--- begin ---
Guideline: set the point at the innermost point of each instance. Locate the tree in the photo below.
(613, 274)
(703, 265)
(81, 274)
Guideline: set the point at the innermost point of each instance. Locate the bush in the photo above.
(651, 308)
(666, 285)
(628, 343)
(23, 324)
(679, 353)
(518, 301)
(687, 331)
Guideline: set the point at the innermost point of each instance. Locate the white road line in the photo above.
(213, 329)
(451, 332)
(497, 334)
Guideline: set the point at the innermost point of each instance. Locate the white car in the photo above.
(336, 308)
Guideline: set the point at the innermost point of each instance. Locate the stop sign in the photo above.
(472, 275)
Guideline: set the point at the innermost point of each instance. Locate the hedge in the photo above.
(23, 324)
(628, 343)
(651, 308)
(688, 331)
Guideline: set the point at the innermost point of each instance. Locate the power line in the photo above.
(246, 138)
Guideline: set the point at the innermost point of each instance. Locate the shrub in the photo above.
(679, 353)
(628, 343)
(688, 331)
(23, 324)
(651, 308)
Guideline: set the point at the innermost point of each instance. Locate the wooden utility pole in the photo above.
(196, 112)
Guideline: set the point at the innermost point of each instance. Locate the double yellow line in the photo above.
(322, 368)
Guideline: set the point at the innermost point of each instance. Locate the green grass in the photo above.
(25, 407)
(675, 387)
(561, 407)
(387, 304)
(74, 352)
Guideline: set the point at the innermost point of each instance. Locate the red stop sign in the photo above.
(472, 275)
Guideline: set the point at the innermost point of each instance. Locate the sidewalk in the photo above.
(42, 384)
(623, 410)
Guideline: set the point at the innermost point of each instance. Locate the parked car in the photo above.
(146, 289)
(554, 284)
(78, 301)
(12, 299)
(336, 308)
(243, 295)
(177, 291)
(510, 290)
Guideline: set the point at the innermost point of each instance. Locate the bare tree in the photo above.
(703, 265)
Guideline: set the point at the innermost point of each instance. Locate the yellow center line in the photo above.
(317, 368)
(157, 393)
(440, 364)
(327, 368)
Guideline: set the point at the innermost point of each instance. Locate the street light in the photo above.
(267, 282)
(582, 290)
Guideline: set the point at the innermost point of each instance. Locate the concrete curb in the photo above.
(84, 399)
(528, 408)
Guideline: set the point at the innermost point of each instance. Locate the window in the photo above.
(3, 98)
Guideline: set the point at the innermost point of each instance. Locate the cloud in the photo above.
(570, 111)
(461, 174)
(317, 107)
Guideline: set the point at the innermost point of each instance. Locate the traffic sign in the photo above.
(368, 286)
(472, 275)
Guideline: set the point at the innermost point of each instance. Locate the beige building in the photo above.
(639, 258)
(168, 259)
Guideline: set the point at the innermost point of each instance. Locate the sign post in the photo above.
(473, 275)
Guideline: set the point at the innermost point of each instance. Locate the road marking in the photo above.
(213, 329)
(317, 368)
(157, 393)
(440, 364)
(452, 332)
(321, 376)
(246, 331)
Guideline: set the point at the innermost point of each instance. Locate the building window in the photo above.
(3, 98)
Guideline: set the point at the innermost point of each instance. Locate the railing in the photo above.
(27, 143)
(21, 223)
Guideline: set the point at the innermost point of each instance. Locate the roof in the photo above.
--- end ---
§ STATED PROBLEM
Copy the data verbatim, from the line containing "railing in the photo above." through the last line of the data, including both of those lines.

§ RESULT
Guideline: set the point at the innermost point of each instance. Locate the railing in the photo above.
(27, 143)
(21, 223)
Guideline: set the point at the innermost point of each instance. Locate the roof in the photo above.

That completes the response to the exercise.